**Task instructions:** Convert the rows below, from the line containing "wooden plank seat." through the end of the rows, inclusive, into a two-column CSV with the headers input and output. Give one line per row, with each field quoted and any line breaks inside it replaced by spaces.

--------------------------------------------------

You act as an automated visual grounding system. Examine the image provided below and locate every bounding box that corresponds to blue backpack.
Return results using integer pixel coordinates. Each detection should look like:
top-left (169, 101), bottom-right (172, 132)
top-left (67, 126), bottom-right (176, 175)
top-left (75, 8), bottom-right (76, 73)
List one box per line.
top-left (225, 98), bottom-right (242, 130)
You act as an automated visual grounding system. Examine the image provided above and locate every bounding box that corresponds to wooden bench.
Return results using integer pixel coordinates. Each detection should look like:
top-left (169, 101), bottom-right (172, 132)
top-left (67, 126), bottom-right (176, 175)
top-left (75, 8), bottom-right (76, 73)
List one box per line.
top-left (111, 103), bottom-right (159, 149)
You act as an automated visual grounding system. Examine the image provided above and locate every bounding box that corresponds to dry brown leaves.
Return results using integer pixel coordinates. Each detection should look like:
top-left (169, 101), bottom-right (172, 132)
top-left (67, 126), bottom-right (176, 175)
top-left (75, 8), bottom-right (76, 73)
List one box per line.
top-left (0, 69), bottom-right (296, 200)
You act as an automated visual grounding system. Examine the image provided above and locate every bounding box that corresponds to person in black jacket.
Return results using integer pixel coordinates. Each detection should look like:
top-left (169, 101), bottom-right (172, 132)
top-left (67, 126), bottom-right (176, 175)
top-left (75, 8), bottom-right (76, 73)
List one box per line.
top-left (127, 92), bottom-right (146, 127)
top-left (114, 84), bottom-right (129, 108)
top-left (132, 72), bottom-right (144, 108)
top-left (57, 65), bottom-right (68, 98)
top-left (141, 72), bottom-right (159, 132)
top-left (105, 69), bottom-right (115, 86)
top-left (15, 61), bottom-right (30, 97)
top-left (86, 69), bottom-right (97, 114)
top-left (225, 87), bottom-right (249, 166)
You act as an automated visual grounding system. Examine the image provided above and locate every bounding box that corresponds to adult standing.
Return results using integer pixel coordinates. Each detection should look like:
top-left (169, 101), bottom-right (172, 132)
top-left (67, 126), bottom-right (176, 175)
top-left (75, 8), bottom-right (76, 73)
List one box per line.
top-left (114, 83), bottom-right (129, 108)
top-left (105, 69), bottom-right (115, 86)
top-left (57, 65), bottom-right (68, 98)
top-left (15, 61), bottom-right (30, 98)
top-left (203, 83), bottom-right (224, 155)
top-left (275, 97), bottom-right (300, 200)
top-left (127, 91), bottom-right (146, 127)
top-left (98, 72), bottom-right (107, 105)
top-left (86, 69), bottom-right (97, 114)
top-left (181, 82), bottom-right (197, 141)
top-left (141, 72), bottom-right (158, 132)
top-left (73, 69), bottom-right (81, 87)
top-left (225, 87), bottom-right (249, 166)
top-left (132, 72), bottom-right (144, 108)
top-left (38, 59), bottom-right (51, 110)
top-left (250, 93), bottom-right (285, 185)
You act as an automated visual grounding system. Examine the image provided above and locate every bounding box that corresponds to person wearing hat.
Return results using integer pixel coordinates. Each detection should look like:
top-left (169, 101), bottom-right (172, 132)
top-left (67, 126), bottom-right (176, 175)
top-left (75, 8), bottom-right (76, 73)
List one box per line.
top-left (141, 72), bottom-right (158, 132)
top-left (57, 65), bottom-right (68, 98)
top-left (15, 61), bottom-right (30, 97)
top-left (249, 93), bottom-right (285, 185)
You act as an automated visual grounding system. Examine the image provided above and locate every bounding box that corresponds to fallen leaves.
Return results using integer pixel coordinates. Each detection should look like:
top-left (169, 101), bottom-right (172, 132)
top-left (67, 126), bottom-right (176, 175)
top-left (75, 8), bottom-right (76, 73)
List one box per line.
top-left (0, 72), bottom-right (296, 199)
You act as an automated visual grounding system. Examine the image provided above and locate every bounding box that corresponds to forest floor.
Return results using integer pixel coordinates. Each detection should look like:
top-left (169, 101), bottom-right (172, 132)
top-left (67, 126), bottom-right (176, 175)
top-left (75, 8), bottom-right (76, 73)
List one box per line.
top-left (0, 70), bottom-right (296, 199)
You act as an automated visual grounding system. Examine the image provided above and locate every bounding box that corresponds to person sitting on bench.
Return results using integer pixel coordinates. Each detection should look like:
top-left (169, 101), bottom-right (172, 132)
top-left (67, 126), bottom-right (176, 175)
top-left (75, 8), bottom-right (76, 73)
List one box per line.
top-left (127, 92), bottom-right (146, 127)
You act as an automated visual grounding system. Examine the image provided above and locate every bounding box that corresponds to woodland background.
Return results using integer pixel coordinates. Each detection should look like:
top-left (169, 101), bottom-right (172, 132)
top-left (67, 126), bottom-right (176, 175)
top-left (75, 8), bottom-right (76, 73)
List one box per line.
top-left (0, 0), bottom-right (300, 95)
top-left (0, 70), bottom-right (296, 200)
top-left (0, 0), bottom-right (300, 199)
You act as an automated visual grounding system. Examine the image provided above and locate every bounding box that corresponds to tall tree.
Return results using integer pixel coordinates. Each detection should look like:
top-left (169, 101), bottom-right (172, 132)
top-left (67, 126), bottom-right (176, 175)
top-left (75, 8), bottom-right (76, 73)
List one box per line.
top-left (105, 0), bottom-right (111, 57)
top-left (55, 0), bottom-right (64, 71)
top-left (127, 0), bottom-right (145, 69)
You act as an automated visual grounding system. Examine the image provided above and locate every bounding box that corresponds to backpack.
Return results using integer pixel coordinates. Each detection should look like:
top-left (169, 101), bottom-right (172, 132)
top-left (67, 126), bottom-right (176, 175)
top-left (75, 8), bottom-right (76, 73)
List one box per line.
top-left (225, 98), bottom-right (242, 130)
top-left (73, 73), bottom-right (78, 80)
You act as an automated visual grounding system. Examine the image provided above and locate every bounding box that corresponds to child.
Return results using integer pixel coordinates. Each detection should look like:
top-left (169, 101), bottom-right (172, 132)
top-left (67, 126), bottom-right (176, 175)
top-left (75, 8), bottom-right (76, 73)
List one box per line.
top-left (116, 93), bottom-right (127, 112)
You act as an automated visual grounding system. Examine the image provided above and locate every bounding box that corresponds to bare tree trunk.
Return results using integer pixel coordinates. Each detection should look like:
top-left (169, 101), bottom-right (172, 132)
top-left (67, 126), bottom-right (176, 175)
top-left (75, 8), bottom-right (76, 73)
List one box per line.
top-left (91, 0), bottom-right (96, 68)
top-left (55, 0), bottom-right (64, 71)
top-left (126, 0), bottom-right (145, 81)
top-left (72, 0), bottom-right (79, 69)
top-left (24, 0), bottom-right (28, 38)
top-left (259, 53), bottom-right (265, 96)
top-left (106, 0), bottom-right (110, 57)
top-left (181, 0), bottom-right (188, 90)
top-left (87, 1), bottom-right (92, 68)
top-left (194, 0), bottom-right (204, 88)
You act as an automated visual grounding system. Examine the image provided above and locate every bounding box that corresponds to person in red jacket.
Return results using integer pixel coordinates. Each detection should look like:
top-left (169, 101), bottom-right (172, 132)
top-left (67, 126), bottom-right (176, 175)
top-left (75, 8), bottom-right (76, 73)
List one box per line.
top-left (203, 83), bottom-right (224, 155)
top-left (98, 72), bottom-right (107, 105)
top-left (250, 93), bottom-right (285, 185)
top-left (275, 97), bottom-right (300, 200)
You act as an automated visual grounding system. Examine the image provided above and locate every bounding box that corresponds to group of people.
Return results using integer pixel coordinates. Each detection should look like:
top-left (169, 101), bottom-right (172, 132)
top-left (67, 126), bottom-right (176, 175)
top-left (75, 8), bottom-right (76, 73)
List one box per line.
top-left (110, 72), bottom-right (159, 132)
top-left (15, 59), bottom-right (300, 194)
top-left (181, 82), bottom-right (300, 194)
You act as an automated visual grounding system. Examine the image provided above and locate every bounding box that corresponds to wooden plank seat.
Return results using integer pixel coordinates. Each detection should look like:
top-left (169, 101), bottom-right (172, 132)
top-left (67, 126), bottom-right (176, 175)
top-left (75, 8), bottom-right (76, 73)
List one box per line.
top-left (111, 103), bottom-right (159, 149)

--------------------------------------------------

**Solution below:**
input,output
"You act as an automated visual grounding system. Examine the image provided above and locate every bounding box that corresponds to wooden plank seat. Return results using integer pixel coordinates. Each detection should look like: top-left (169, 101), bottom-right (172, 132) top-left (67, 126), bottom-right (176, 175) top-left (75, 8), bottom-right (76, 73) List one box per line.","top-left (111, 103), bottom-right (159, 149)"